BEGIN Records for the exercise
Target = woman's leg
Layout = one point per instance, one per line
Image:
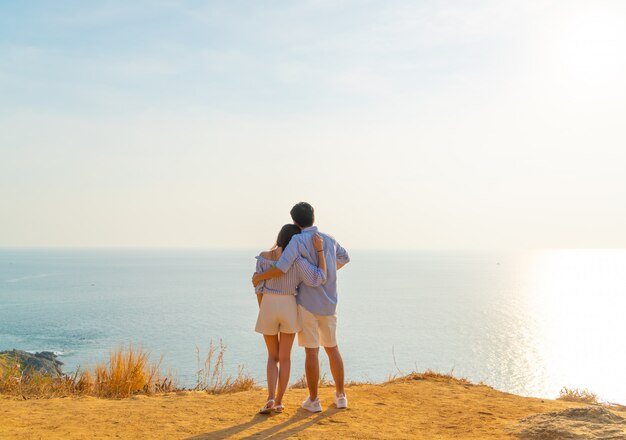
(284, 360)
(272, 364)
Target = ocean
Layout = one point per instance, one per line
(528, 323)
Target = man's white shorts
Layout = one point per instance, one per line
(317, 329)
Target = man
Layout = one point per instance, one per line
(316, 305)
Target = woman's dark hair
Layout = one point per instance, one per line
(285, 234)
(302, 214)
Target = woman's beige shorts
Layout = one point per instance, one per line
(278, 313)
(317, 330)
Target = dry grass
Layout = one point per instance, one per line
(427, 375)
(577, 395)
(128, 372)
(210, 375)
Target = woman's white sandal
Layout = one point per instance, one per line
(268, 407)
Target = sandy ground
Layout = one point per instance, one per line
(424, 409)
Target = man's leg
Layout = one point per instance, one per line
(312, 370)
(336, 368)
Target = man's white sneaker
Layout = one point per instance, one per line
(312, 405)
(341, 401)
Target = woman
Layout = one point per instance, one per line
(278, 312)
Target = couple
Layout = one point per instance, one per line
(296, 286)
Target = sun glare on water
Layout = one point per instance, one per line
(580, 299)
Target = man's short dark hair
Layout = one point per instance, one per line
(302, 214)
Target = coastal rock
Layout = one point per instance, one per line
(45, 362)
(573, 423)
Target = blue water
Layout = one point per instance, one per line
(528, 323)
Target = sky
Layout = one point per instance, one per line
(406, 124)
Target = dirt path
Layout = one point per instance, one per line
(426, 409)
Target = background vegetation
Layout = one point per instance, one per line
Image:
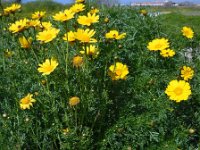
END Records for the exercise
▸ Set exercise:
Reproduce the material above, relabeling every "Target" as "Object" and keeping everything else unchanged. Omit the pictures.

▸ Correct output:
Object = woman's leg
Layout = one point per instance, one per line
Image:
(284, 360)
(272, 364)
Object = ocean
Layout = one point per instance, one per line
(528, 323)
Object = man's white shorts
Layout = one point per instance, one per line
(317, 329)
Object = man
Layout = one point per instance, one per line
(316, 305)
Object = woman's dark hair
Layout = one point per instance, one per line
(285, 234)
(302, 214)
Object = woman's beige shorts
Layout = one point per instance, one per line
(278, 313)
(317, 330)
Object = dry grass
Layout = one point per instance, one per line
(427, 375)
(577, 395)
(128, 372)
(210, 375)
Object = woman's white sandal
Layout = one point per instance, one per line
(268, 407)
Object = sandy ground
Layout = one point per instance, one per line
(424, 409)
Object = man's leg
Layout = one point per instance, one per line
(312, 370)
(336, 368)
Object = man's white sneaker
Layout = one point per instance, one per line
(312, 405)
(341, 401)
Object = woman
Layout = one point per instance, one per line
(278, 312)
Object = couple
Layout = one point per instance, one per line
(296, 286)
Object = sun glare on water
Layout = one point per instance, one per line
(580, 299)
Object = man's short dark hair
Layout = one point per instance, one per line
(302, 214)
Object = coastal rock
Layout = one point per instance, one per line
(45, 362)
(573, 423)
Object = blue water
Layout = one point per instance, one per line
(528, 323)
Object = sky
Layout = one point per instance, one per line
(406, 124)
Object = dirt path
Layout = one point per instance, one per line
(426, 409)
Object = background vegetation
Layout = one point per instance, one per line
Image:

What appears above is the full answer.